Instruments des moissons

Pour le travail des moissons on utilisait communément la faucille. Le moissonneur attrapait les épis à la main et passait la faucille pour les trancher, laissant toute la tige sur pied. Cependant on utilisait aussi des serpes de différentes formes en fonction du grain que l’on avait à récolter, car toutes les tiges n’ont pas la même épaisseur. De plus certaines plantes comme la vesce, la faséole, la fève, le pois ou la luzerne qui sont des céréales pour les Romains n’ont pas d’épis puisque ce ne sont pas des graminées même si elles sont de la famille des poacées, elles ont des gousses et celles-ci se cueillent plutôt avec une serpe ou une serpette. Pline fait également référence à un pecten, c’est-à-dire une sorte de peigne, pour la récolte du millet et du panic.

Un deuxième passage était nécessaire pour récupérer la paille. Ceux-ci travaillaient à la faux, qui est d’ailleurs une invention romaine. La forme de la faux n’a quasiment pas changé depuis l’Antiquité et il fallait déjà l’aiguiser très régulièrement avec des pierres adaptées à cet usage, que le travailleur emmenait avec lui dans une sorte de corne en bois au fond de laquelle il y avait de l’eau pour humidifier la pierre à chacun de ses mouvements.

On a souvent parlé du vallus comme ancêtre de la moissonneuse. Cette invention tient peut-être sa renommée du fait qu’elle est gauloise et qu’elle a permis au XIXe siècle de faire prévaloir une idée du Français descendant des Gaulois comme étant un paysan industrieux et inventif. Cependant on n’a en réalité retrouvé de ces «moissonneuses » qu’en territoire belge (Nerviens et Trévires), tout comme pour les représentations qu’on n’en a faites (une exception a cependant été retrouvée à Montauban). Si Pline l’Ancien en fait mention dans son Histoire Naturelle, c’est sans doute au rang de curiosité et non comme d’une machine utilisée largement à travers l’Empire.

Fac-similé du bas-relief fragmentaire trouvé à Buzenol (Belgique, proche d'Arlon) . On y voit le fonctionnement de la célèbre moissonneuse dite des Trévires ou « <em>vallus</em> » décrite notamment par Pline.
Fac-similé du bas-relief fragmentaire trouvé à Buzenol (Belgique, proche d’Arlon) . On y voit le fonctionnement de la célèbre moissonneuse dite des Trévires ou vallus décrite notamment par Pline.
Dessin rassemblant deux fragments différents issus des collections d'Arlon et de Buzenol voyant les ouvriers agricoles et la mule s'affairant à récolter l'épautre grâce à la moissonneuse.
Dessin rassemblant deux fragments différents issus des collections d’Arlon et de Buzenol voyant les ouvriers agricoles et la mule s’affairant à récolter l’épeautre grâce à la moissonneuse.
- - - - - - -
* [LISTE DES TÂCHES]:
A: Répondez aux questions suivantes d'après le texte sur les instruments des moissons :
(i) Avec quel outil travaillait-on lors du deuxième passage destiné à récupérer la paille ?
(ii) Quel instrument Pline mentionne-t-il pour la récolte du millet et du panic ?
(iii) Dans quoi le travailleur emportait-il les pierres servant à aiguiser son outil ?
B: Recopiez le passage du texte sur les instruments des moissons situé entre « Pour le travail » et « et du panic. », ces deux bornes comprises.
C: D'après le texte sur les instruments des moissons, pourquoi employait-on des serpes de formes différentes ? Répondez en une à trois phrases.

* [LIGNES DE DONNÉES]:
- - - - - - -
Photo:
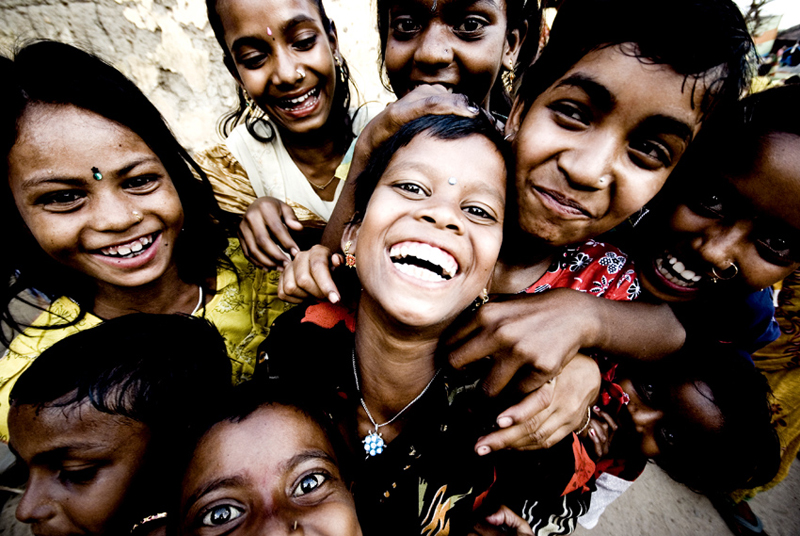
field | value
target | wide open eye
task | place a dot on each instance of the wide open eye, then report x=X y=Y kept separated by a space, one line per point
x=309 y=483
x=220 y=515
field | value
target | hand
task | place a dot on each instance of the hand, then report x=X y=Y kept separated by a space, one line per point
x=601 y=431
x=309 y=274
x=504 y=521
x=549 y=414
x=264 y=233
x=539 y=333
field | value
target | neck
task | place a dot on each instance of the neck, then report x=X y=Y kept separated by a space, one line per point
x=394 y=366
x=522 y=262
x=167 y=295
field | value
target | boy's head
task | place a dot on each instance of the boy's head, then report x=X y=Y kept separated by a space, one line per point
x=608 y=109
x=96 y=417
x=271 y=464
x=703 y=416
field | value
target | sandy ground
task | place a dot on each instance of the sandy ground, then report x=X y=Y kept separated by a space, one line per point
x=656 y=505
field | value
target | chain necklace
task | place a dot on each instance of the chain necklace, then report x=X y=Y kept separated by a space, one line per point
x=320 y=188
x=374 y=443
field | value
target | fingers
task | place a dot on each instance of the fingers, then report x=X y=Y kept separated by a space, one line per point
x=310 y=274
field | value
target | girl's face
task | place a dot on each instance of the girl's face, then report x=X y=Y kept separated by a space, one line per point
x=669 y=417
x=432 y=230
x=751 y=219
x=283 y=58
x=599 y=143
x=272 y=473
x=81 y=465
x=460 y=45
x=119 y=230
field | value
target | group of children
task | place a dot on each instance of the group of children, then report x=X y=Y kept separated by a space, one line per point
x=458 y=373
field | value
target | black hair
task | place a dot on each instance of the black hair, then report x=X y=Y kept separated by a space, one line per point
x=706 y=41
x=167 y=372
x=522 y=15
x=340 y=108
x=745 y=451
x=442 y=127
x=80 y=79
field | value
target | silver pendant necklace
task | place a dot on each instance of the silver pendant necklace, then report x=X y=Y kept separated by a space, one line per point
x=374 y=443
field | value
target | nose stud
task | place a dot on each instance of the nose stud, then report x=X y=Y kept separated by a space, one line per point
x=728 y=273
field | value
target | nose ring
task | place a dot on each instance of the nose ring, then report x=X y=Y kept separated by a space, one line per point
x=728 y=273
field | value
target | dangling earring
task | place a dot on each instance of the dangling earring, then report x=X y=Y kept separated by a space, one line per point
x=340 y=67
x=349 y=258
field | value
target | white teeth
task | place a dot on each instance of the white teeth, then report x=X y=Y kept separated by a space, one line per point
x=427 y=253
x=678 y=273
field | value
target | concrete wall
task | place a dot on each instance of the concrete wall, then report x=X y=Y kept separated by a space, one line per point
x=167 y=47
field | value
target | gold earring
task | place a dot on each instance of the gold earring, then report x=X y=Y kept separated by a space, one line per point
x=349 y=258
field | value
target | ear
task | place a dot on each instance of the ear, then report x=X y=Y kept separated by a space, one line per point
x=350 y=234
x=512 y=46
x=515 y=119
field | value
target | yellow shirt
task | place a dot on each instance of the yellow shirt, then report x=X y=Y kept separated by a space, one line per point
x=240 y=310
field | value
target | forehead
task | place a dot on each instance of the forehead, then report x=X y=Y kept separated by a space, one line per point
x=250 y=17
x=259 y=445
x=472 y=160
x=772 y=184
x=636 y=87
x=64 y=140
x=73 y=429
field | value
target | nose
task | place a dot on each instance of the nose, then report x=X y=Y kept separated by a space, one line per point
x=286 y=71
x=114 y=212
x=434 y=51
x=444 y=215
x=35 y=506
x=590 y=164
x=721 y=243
- - - - - - -
* [RÉSULTATS FINAUX]:
A:
(i) Avec la faux.
(ii) Un pecten, c'est-à-dire une sorte de peigne.
(iii) Dans une sorte de corne en bois, au fond de laquelle il y avait de l'eau.

B:
Pour le travail des moissons on utilisait communément la faucille. Le moissonneur attrapait les épis à la main et passait la faucille pour les trancher, laissant toute la tige sur pied. Cependant on utilisait aussi des serpes de différentes formes en fonction du grain que l’on avait à récolter, car toutes les tiges n’ont pas la même épaisseur. De plus certaines plantes comme la vesce, la faséole, la fève, le pois ou la luzerne qui sont des céréales pour les Romains n’ont pas d’épis puisque ce ne sont pas des graminées même si elles sont de la famille des poacées, elles ont des gousses et celles-ci se cueillent plutôt avec une serpe ou une serpette. Pline fait également référence à un pecten, c’est-à-dire une sorte de peigne, pour la récolte du millet et du panic.

C: On choisissait la forme de la serpe selon le grain à récolter, car toutes les tiges n'ont pas la même épaisseur.